Last summer I spent an afternoon at the Rocky Mountain Land Library’s Buffalo Peaks Ranch location to try out forest bathing with a small group of strangers. I had heard of forest bathing, but didn’t really arrive with a specific idea of how this would unfold, other than a curiosity about how this might work without an actual forest in sight.
People who have never visited Colorado might imagine the whole state is covered in mountains and forests of tall evergreen trees, but there is actually a whole lot of flat and treeless landscape with its own beauty. Still, I had a hazy notion of listening to the wind whistle through trees so tall they could block out a bit of blue sky. But this former sheep and cattle ranch about a 90-minute drive southwest from Denver was just windswept with trees visible in the distance.
We walked a short distance from the ranch house and stood in a circle under the bright morning sun and were asked to stand with eyes closed and listen. I felt so uncomfortable. I wanted to laugh and chat. Being still was awkward and new and I did not know if I was doing it right, though our guide assured us there was no right or wrong. After five minutes, we were invited to share what we noticed.
What I noticed was that sounds would peel away; at first, I heard cars on the road, then wind, then birdsong carried on the wind. And I felt a little bit calmer. I started out straining to hear specific sounds, and then relaxed.
Skipping ahead to our present time, I find myself applying some of what I learned that day about forest bathing—without a forest—when I go out for walks in Denver, or hikes in the foothills west of the city.

* [INSTRUCTIONS FOR THE TASK] Please output the passage about forest bathing in full, word for word. The entries are not needed for anything here.

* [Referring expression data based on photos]
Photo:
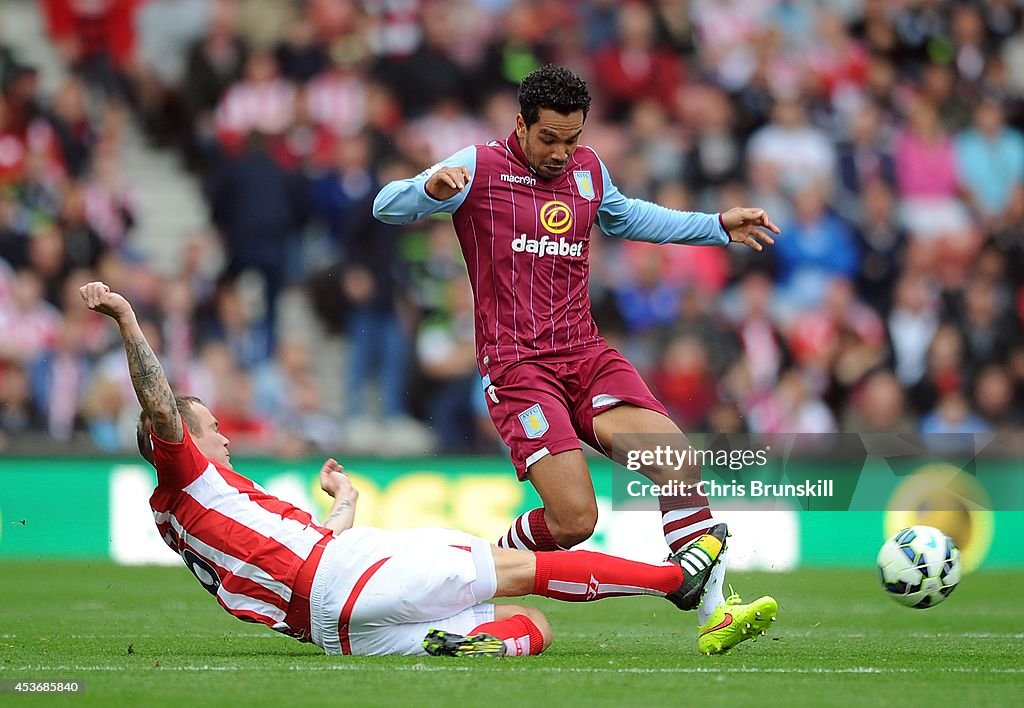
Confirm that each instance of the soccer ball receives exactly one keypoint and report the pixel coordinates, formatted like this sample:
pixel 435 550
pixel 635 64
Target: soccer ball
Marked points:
pixel 920 567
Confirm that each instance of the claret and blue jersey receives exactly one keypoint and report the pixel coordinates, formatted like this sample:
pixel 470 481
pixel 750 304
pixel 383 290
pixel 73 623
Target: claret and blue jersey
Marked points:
pixel 526 243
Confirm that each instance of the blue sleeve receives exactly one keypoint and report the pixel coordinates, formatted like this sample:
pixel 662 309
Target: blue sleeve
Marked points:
pixel 635 219
pixel 404 201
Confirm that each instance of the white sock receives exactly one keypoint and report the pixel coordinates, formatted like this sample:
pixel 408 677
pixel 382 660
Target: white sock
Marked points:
pixel 714 597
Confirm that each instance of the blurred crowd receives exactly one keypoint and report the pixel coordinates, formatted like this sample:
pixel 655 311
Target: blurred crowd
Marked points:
pixel 883 136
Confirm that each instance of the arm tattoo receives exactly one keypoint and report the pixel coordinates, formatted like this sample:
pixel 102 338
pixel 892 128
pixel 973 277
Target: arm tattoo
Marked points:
pixel 151 384
pixel 342 508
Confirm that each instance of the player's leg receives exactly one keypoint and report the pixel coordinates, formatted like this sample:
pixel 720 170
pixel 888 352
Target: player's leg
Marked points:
pixel 621 414
pixel 528 408
pixel 582 576
pixel 515 631
pixel 564 486
pixel 684 518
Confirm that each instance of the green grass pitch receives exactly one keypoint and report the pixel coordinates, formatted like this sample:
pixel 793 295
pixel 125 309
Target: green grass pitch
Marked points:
pixel 152 636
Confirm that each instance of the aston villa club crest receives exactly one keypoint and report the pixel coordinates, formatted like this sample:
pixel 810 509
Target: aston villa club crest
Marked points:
pixel 534 421
pixel 585 183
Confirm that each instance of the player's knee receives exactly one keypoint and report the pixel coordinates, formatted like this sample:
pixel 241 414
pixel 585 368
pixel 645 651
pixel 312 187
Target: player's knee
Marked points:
pixel 573 529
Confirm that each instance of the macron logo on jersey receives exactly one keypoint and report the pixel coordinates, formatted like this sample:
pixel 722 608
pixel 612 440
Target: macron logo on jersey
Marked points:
pixel 546 247
pixel 518 179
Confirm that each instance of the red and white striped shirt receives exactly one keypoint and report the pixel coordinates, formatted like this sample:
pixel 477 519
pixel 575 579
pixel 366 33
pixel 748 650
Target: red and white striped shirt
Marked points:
pixel 245 546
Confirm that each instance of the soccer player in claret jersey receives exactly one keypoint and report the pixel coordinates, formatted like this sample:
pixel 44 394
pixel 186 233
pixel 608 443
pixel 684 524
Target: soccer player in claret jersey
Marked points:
pixel 358 590
pixel 523 208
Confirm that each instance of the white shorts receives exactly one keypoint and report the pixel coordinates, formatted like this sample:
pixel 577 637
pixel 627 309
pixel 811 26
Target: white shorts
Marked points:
pixel 378 591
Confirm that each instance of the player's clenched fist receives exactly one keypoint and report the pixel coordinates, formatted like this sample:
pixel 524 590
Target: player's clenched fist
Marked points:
pixel 100 298
pixel 446 182
pixel 335 482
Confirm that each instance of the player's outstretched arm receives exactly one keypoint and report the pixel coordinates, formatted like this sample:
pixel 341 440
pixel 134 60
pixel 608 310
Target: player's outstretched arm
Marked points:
pixel 147 376
pixel 339 486
pixel 441 189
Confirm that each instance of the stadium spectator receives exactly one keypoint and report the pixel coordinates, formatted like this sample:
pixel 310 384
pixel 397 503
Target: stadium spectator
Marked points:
pixel 749 55
pixel 990 164
pixel 634 68
pixel 818 246
pixel 18 413
pixel 878 406
pixel 258 207
pixel 800 153
pixel 882 243
pixel 927 177
pixel 96 39
pixel 912 324
pixel 165 31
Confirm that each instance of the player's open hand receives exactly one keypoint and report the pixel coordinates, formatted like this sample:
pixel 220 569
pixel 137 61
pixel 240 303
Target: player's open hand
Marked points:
pixel 336 483
pixel 446 182
pixel 100 298
pixel 745 225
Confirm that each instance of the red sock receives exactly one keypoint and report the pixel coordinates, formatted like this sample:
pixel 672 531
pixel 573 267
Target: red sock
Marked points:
pixel 683 524
pixel 529 532
pixel 581 576
pixel 520 635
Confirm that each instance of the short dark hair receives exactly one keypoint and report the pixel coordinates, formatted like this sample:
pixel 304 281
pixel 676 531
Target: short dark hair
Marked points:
pixel 552 87
pixel 144 426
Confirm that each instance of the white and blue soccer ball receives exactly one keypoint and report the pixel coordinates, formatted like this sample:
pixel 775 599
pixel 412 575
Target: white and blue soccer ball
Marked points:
pixel 920 567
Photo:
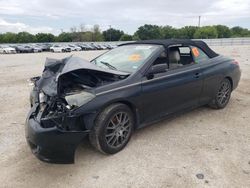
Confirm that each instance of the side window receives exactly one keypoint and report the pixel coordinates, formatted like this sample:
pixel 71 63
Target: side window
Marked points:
pixel 162 59
pixel 199 55
pixel 179 56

* [RESPONSE TO THIS TASK]
Last summer I spent an afternoon at the Rocky Mountain Land Library’s Buffalo Peaks Ranch location to try out forest bathing with a small group of strangers. I had heard of forest bathing, but didn’t really arrive with a specific idea of how this would unfold, other than a curiosity about how this might work without an actual forest in sight.
People who have never visited Colorado might imagine the whole state is covered in mountains and forests of tall evergreen trees, but there is actually a whole lot of flat and treeless landscape with its own beauty. Still, I had a hazy notion of listening to the wind whistle through trees so tall they could block out a bit of blue sky. But this former sheep and cattle ranch about a 90-minute drive southwest from Denver was just windswept with trees visible in the distance.
We walked a short distance from the ranch house and stood in a circle under the bright morning sun and were asked to stand with eyes closed and listen. I felt so uncomfortable. I wanted to laugh and chat. Being still was awkward and new and I did not know if I was doing it right, though our guide assured us there was no right or wrong. After five minutes, we were invited to share what we noticed.
What I noticed was that sounds would peel away; at first, I heard cars on the road, then wind, then birdsong carried on the wind. And I felt a little bit calmer. I started out straining to hear specific sounds, and then relaxed.
Skipping ahead to our present time, I find myself applying some of what I learned that day about forest bathing—without a forest—when I go out for walks in Denver, or hikes in the foothills west of the city.